• [Written task 1]
Filter the records and keep every line that contains the word "water". Matching is case-sensitive.
-------
The nature of the right that an applicant for a declaratur seeks to protect must clearly be articulated. This was stressed in Electrical Contractors' Association (South Africa) and Another v Building Industries Federation (South Africa) (2) 1980 (2) SA 516 (T)…, in the following words:-

“A person seeking a declaration of rights must set forth his contention as to what the alleged right is. See O'Neill v Kruger's Executrix and Others 1906 TS 342 at 344-5; Smit v Roussow and Ors 1913 CPD 436 at 441).”…,.

The appellant contended that the law allows any person aggrieved by the appointment of an executor to approach courts seeking the nullification of the appointment. He submitted that, as a sub-tenant at the property in question, he was within his rights to seek nullification of the first respondent's appointment as the executor testamentary.

This he said despite conceding that there was no sub-lease agreement between him and the fourth respondent.

It will be recalled that the lease agreement entered into between the deceased and Gold Pack Investment was taken over by the fourth respondent. The appellant took the view that, by virtue of clause 1:2 of the lease agreement, which stated that the property under lease was to be used as flea markets, subletting was inferred.

Clause 8 of the agreement, however, states as follows:-

“The Lessee shall -

8.2 Shall not allow use of the property by any person other than the Lessee…,.

8.9 The lessee shall not sub-let the whole or any part of the property without the written consent of the lessor and if the lessor consents to the sub-letting of the whole or any part of the property the Lessee shall remain liable to the Lessor for all its obligations in terms of this Lease notwithstanding such subletting.”
-------
• [Written task 2]
In the court excerpt, what does clause 8.9 bar the lessee from doing without the lessor's written consent?

• [Records supplied]
-------
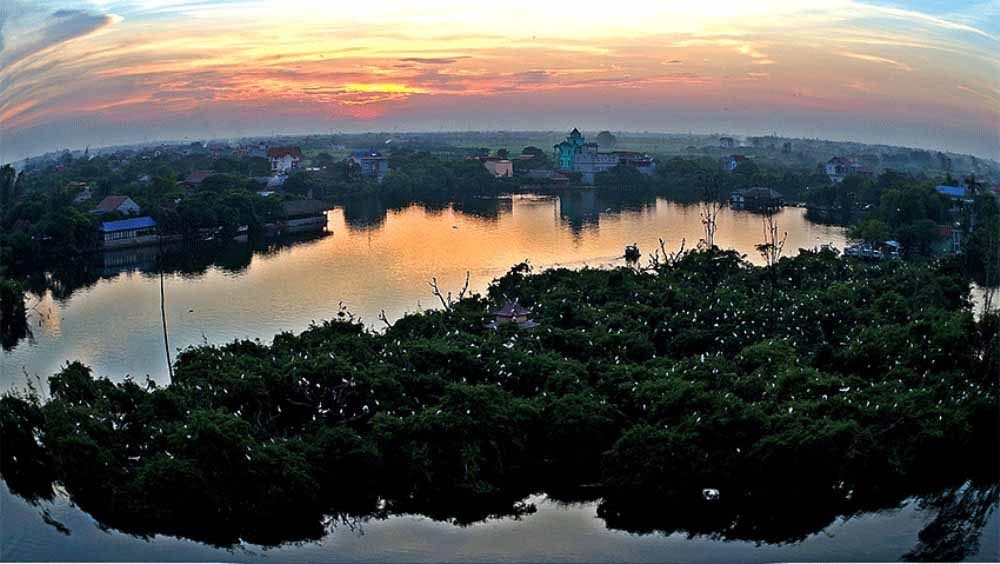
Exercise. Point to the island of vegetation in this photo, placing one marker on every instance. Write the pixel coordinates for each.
(697, 393)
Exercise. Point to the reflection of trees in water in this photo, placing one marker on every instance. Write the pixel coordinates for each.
(953, 534)
(188, 260)
(582, 209)
(364, 214)
(13, 314)
(491, 209)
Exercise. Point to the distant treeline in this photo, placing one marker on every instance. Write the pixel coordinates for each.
(813, 388)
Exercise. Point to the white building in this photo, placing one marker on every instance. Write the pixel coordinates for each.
(284, 159)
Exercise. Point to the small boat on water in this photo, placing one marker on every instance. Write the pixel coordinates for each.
(632, 253)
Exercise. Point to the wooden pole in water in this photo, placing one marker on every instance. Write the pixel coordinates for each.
(163, 312)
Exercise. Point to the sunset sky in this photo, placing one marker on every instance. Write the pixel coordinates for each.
(101, 72)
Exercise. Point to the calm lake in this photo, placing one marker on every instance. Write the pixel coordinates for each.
(374, 259)
(371, 259)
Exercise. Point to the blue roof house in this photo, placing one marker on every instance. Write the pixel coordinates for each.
(132, 232)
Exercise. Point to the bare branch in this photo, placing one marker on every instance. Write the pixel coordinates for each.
(384, 319)
(445, 303)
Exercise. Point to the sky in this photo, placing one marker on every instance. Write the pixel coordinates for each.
(76, 73)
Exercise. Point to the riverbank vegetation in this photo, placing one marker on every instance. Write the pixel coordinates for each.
(815, 387)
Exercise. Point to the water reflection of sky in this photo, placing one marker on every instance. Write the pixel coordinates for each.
(557, 532)
(376, 258)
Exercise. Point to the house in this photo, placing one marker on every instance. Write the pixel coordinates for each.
-------
• [Worked answer 1]
Exercise. Point to the reflection of trees in water in this photo, placing one marker on every instance. Write the pixel coordinates for each.
Exercise. Point to the small boat on water in this photo, placing one marker on every instance. Write the pixel coordinates for each.
Exercise. Point to the wooden pole in water in this photo, placing one marker on every instance. Write the pixel coordinates for each.
Exercise. Point to the water reflection of sky in this photo, placing one marker on every instance. Write the pixel coordinates for each.

• [Worked answer 2]
Sub-letting the whole or any part of the property.